#### DATA ENTRIES
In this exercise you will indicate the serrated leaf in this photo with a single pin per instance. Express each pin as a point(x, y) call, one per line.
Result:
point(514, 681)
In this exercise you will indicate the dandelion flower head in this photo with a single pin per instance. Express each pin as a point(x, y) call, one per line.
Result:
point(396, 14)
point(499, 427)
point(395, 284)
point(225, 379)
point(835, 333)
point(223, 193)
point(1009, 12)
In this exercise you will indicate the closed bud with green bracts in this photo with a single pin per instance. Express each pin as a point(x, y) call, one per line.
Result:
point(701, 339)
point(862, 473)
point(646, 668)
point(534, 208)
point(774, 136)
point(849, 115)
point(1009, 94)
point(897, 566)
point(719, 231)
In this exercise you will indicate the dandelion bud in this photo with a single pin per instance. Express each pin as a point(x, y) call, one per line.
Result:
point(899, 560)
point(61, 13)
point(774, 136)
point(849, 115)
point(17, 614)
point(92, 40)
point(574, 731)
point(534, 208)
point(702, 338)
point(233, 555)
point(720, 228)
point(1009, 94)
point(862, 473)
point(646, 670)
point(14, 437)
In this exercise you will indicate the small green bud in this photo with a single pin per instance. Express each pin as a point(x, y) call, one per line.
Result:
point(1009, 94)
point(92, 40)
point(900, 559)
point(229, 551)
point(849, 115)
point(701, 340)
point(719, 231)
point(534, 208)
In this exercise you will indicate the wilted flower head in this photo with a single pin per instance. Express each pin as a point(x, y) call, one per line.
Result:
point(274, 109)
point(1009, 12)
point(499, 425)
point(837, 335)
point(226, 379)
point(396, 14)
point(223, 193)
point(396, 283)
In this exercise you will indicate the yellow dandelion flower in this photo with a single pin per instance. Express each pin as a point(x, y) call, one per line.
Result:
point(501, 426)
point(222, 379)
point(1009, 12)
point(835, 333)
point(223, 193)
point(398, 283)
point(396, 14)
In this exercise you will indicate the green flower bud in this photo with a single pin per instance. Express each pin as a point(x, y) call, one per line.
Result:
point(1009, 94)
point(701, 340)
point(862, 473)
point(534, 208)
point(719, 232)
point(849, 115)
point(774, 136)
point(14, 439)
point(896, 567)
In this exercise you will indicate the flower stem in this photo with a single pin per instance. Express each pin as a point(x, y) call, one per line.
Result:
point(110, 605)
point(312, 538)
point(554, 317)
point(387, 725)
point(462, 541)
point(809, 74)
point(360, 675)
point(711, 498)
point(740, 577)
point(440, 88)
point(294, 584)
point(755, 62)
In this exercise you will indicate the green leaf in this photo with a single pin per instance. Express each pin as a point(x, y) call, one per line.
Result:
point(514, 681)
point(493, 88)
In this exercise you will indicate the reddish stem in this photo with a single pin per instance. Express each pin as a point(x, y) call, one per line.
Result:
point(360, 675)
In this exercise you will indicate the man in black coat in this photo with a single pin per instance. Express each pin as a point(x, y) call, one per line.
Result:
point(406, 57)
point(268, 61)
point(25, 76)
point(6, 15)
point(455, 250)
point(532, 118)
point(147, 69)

#### GIVEN TASK
Change "pin" to "marker" throughout all the records and write the lines out again, with nothing else altered.

#### FINISHED TASK
In this exercise you will indicate the serrated leaf in this photo with a single marker per instance. Express each marker as a point(x, y) call, one per line.
Result:
point(514, 681)
In this exercise you will indicate the dandelion flower head in this photo with a single marker per instance. Express each marker as a point(x, y) call, one per line.
Result:
point(396, 14)
point(499, 427)
point(395, 284)
point(225, 379)
point(835, 333)
point(223, 193)
point(1009, 12)
In this exercise you will indicate the closed bud with green bracts in this photo with a single marker per instance. Express each marker as a point(x, y) call, one per line.
Result:
point(701, 339)
point(862, 473)
point(646, 668)
point(534, 208)
point(774, 136)
point(849, 115)
point(1009, 94)
point(897, 566)
point(719, 231)
In this exercise you will indicate the dandelion bud in this photo with a single marker per instance. Express each marker as a point(x, y) call, one per line.
Result:
point(899, 560)
point(61, 13)
point(774, 136)
point(849, 115)
point(17, 614)
point(92, 40)
point(574, 731)
point(534, 208)
point(702, 338)
point(233, 555)
point(720, 228)
point(1009, 94)
point(862, 473)
point(646, 670)
point(14, 437)
In this exercise you will indicate the small green bud in this photo with a single marker per instance. Express each marker as a point(x, y) call, one per line.
Result:
point(1009, 94)
point(92, 40)
point(900, 559)
point(229, 551)
point(849, 115)
point(701, 340)
point(719, 231)
point(534, 208)
In this exercise you will indicate the wilted flower head in this photo with a single marker per instance. Express each marker as a point(x, y) call, one per line.
Result:
point(274, 109)
point(1009, 12)
point(499, 425)
point(837, 335)
point(226, 379)
point(396, 14)
point(223, 193)
point(396, 283)
In this exercise you will indicate the yellow dandelion flower in this photo with a single marker per instance. Express each marker as a point(x, y) call, one per line.
Result:
point(501, 426)
point(222, 379)
point(1009, 12)
point(835, 333)
point(223, 193)
point(398, 283)
point(396, 14)
In this exercise you will indicate the green flower bud in this photo with a single marker per instance. Express each marker as a point(x, y) call, one per line.
Result:
point(1009, 94)
point(701, 340)
point(862, 473)
point(534, 208)
point(719, 232)
point(849, 115)
point(774, 136)
point(14, 439)
point(896, 567)
In this exercise you will indicate the flower stem in this photo with a single marker per instance. Express each marker as a point(x, y) call, one per line.
Result:
point(110, 605)
point(312, 538)
point(554, 317)
point(387, 725)
point(462, 541)
point(809, 74)
point(360, 675)
point(711, 498)
point(740, 577)
point(440, 88)
point(294, 584)
point(755, 62)
In this exercise you will indicate the green leaf in this photo with a single marker per instance. Express each marker as a point(x, y) call, one per line.
Result:
point(514, 681)
point(493, 88)
In this exercise you will indicate the reddish stem in this photo with a single marker per instance. Express each marker as a point(x, y) call, one per line.
Result:
point(360, 675)
In this exercise you will indicate the man in black coat in this photo with a single marker per instance. Express each marker as a point(x, y) call, one per line.
Result:
point(406, 57)
point(268, 61)
point(25, 76)
point(6, 15)
point(455, 250)
point(532, 118)
point(147, 69)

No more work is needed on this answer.